--- START ---

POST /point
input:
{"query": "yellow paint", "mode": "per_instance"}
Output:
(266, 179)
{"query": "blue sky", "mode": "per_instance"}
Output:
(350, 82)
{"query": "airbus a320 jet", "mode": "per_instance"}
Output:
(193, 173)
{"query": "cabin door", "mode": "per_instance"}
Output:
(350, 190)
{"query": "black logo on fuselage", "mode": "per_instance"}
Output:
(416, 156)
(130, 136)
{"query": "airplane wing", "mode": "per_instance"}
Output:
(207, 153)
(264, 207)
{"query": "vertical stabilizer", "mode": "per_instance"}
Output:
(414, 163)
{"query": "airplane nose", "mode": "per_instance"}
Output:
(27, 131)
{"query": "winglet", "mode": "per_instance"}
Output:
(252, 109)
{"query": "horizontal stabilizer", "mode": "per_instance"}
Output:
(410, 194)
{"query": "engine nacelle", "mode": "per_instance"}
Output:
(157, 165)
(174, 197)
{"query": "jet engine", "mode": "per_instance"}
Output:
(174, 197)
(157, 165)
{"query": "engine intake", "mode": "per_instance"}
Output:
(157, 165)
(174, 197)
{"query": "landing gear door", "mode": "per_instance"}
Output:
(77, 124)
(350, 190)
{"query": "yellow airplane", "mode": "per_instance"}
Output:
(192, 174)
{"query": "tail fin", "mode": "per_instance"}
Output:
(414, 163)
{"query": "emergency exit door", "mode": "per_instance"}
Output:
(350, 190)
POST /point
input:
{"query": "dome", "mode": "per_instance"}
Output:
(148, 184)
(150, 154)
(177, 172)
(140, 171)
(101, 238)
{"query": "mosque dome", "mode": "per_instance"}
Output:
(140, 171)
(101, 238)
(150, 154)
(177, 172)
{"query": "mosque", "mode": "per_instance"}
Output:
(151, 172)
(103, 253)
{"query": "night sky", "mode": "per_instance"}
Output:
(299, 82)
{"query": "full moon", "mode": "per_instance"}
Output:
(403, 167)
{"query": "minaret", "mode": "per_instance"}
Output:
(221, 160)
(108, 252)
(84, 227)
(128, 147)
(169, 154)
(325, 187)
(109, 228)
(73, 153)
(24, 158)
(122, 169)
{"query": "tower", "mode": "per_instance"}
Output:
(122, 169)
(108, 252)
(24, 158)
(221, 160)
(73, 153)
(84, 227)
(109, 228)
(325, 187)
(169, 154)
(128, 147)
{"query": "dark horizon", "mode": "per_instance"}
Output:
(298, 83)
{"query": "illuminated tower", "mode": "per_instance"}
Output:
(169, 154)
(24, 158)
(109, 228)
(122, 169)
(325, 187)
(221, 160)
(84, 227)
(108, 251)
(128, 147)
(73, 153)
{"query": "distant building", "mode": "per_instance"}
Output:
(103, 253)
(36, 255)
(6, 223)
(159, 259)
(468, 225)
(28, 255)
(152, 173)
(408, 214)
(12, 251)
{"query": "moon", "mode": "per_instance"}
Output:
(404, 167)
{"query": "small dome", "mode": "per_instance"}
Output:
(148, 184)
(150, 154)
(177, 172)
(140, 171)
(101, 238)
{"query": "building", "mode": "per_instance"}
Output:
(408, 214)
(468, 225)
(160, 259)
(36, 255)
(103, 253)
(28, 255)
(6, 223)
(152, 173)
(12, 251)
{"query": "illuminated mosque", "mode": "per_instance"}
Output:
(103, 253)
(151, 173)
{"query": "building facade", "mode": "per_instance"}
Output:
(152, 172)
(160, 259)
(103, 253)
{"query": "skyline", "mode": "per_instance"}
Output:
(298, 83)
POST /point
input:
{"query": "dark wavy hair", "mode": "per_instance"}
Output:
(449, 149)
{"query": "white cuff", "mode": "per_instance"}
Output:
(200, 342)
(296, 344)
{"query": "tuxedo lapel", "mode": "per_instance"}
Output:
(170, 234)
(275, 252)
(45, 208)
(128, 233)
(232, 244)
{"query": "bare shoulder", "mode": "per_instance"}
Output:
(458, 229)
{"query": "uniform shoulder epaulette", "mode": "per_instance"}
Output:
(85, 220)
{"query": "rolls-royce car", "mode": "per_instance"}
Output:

--- END ---
--- START ---

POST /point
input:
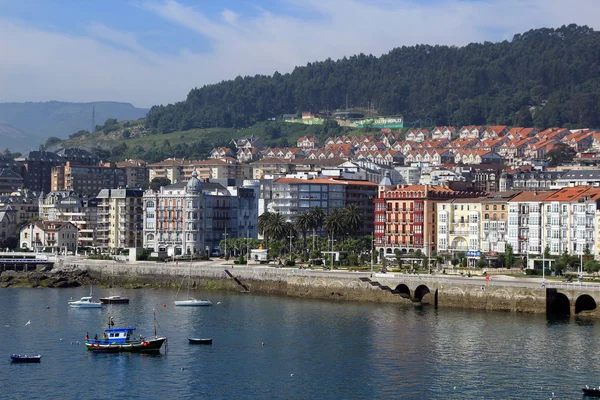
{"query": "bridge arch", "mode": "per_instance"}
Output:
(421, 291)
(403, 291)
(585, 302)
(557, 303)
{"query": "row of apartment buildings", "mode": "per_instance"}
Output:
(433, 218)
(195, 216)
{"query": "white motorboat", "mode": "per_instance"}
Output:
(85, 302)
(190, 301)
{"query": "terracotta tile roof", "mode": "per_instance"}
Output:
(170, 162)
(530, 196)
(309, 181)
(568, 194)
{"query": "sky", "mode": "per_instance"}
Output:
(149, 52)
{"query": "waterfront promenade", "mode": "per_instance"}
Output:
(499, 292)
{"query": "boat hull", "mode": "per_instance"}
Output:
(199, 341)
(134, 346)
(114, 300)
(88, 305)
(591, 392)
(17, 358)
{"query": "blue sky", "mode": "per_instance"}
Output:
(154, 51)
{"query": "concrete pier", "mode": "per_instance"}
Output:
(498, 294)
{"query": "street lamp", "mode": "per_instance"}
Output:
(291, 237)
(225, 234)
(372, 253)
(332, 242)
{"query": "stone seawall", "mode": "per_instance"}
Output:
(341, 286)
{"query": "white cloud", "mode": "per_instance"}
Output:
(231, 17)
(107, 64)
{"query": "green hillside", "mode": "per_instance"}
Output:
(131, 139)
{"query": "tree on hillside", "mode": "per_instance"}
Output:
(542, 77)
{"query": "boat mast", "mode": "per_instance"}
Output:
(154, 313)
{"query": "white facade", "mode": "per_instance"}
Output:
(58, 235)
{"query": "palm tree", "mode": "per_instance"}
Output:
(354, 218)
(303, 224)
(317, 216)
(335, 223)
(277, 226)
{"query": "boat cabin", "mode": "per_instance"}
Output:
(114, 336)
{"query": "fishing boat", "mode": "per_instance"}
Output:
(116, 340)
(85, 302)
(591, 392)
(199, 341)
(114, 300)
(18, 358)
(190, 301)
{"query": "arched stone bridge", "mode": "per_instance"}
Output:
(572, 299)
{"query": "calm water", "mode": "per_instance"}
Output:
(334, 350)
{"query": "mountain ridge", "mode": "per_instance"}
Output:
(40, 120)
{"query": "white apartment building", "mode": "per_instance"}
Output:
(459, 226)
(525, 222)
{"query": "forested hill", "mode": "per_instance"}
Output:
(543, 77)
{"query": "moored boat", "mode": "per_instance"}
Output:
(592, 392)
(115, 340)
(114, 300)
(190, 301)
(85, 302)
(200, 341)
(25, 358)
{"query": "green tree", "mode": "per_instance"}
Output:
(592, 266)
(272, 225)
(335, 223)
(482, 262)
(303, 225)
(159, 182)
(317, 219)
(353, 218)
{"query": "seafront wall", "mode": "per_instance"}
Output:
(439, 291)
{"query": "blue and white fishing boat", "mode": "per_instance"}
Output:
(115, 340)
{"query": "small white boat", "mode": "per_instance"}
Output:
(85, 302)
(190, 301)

--- END ---
--- START ---

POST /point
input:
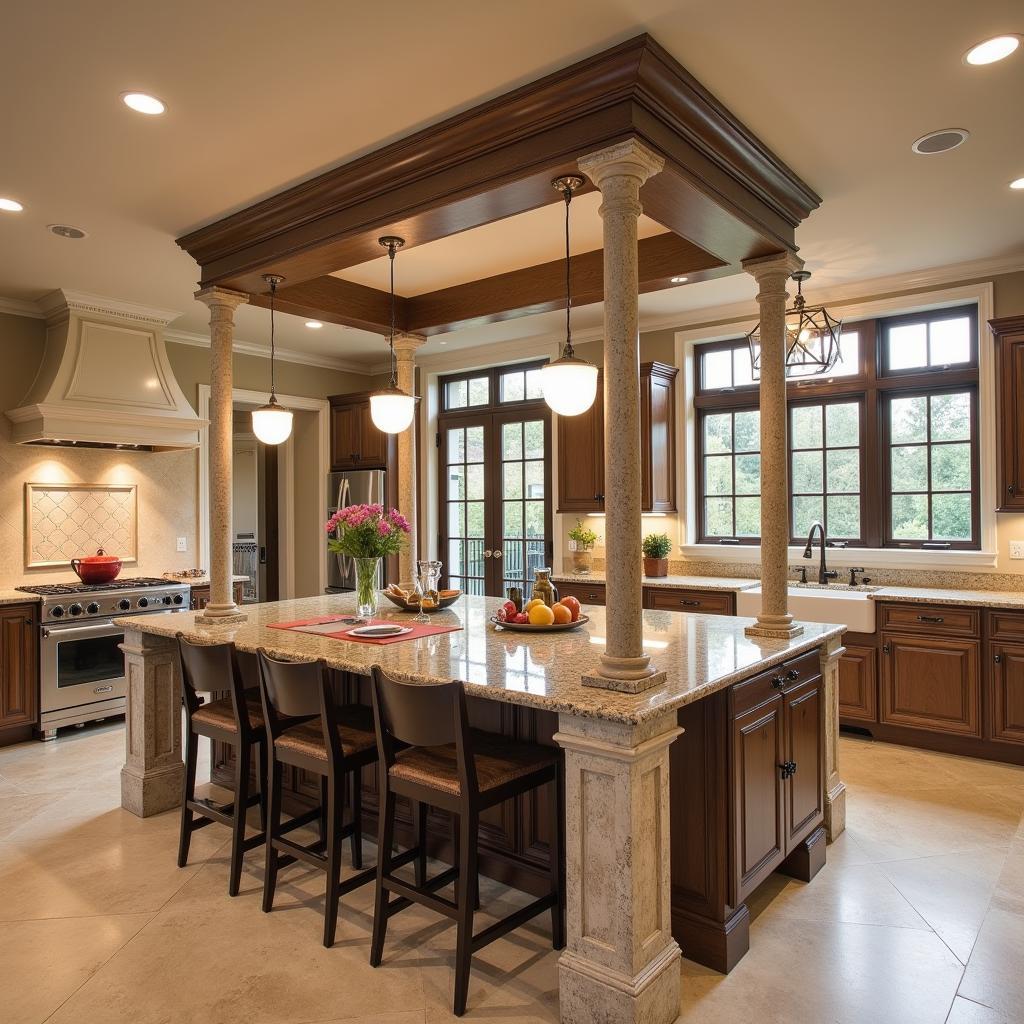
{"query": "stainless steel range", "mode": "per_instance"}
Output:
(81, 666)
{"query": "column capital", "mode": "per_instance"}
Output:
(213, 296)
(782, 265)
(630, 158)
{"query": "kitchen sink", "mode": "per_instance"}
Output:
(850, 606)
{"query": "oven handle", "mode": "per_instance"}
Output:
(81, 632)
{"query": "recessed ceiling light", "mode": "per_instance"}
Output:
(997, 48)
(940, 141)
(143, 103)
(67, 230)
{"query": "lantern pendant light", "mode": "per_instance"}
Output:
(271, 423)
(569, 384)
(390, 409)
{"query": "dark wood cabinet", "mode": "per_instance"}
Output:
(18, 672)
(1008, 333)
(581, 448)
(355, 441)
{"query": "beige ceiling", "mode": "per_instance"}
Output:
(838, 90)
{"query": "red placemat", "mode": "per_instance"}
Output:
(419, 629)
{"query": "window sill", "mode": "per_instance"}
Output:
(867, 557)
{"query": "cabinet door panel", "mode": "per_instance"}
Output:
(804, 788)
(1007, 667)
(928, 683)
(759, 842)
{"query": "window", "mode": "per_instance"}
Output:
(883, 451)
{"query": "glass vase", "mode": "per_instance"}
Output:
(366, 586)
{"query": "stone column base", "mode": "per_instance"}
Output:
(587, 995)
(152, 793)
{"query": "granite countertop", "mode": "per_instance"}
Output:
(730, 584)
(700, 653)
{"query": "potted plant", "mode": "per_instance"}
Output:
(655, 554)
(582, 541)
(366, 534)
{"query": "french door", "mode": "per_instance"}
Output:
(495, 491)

--- END ---

[TASK DESCRIPTION] Could you copy out every line in the listing where the word "stabilizer" appears?

[RESPONSE BELOW]
{"query": "vertical stabilizer", "mode": "per_instance"}
{"query": "horizontal stabilizer", "mode": "per_instance"}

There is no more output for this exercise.